====== The records

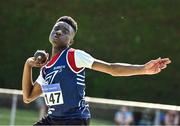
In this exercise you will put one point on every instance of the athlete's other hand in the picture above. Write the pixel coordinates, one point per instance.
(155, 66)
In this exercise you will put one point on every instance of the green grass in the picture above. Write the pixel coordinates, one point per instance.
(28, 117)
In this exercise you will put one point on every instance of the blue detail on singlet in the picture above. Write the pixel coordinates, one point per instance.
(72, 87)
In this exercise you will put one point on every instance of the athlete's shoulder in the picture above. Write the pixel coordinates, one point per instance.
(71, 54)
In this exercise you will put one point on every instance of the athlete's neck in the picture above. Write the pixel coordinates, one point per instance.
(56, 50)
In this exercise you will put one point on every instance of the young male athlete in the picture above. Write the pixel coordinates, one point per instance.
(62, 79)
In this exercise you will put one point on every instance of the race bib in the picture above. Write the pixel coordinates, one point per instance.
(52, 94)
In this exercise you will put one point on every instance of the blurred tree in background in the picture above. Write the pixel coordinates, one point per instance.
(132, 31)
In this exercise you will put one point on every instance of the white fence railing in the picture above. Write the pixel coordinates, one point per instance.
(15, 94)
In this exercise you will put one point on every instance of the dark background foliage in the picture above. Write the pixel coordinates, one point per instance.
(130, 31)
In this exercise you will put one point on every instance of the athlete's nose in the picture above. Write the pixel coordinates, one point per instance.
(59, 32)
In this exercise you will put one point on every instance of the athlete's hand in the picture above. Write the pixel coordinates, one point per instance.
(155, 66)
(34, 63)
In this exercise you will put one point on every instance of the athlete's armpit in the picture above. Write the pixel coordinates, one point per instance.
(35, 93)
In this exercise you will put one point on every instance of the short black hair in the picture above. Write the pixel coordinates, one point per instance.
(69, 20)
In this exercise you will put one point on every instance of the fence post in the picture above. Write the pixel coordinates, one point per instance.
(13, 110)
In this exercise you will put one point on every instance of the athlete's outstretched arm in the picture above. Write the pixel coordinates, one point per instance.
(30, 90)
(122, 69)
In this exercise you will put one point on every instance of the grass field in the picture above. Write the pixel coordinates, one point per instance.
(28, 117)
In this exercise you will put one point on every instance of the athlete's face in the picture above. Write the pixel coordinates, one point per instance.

============

▶ [Task description] Write out the data exactly, and exclude every picture it holds.

▶ [Result of the task]
In this exercise you will put one point on every instance of the athlete's other hand in the picture above. Write the pixel coordinates, one point per instance.
(155, 66)
In this exercise you will put one point on every instance of the green grass in the picture above. Write the pixel coordinates, one point per instance.
(28, 117)
In this exercise you will put one point on every instance of the blue detail on singlet in the picture above. Write the pixel coordinates, one point per instance.
(72, 87)
In this exercise you will put one point on every instance of the athlete's shoulder in the picture above. Write the pixel coordinates, one point per instance.
(71, 54)
In this exercise you will put one point on every instance of the athlete's neck in the picture above. Write the pixel coordinates, one point per instance.
(56, 50)
In this exercise you will put one point on every instance of the young male athlete in the picture above. Write the pixel coordinates, one point per instance.
(62, 79)
In this exercise you will put one point on every instance of the race bib in the picture above. Write the pixel coordinates, one point per instance.
(52, 94)
In this exercise you will put one point on every instance of the blurred tree in background in the picture above. Write the pixel coordinates, one point per instance.
(132, 31)
In this exercise you will put one point on every instance of the white fence railing in the picture above. Write the pixel coordinates, one point per instance.
(15, 94)
In this exercise you will put one point on every instance of the dark background foliage in the picture above. Write the pixel coordinates, one point per instance.
(130, 31)
In this exercise you will put one point on every instance of the athlete's nose in the picture above. Write the pixel coordinates, one point per instance.
(59, 32)
In this exercise you will put one point on every instance of the athlete's hand in the picture above. Write the pixel coordinates, one point per instance.
(155, 66)
(34, 63)
In this exercise you will put one point on every instance of the athlete's armpit in the picture above. Write the pixel coordinates, one point per instance.
(35, 93)
In this exercise you will put one point on every instance of the short black hair in the picture above. Write the pixel coordinates, one point per instance.
(69, 20)
In this exercise you will put one point on every instance of the fence post in the picture above. Write the pixel coordinates, one point per instance.
(13, 110)
In this exercise you will put one point on every instance of the athlete's outstretched arm in the picture above. Write the pixel coordinates, one point per instance.
(30, 90)
(122, 69)
In this exercise you will put one point on every instance of the grass field in the picture above. Write the pixel coordinates, one point per instance.
(28, 117)
In this exercise you will put one point on every instance of the athlete's face in the picture above. Write the pixel coordinates, one point per instance.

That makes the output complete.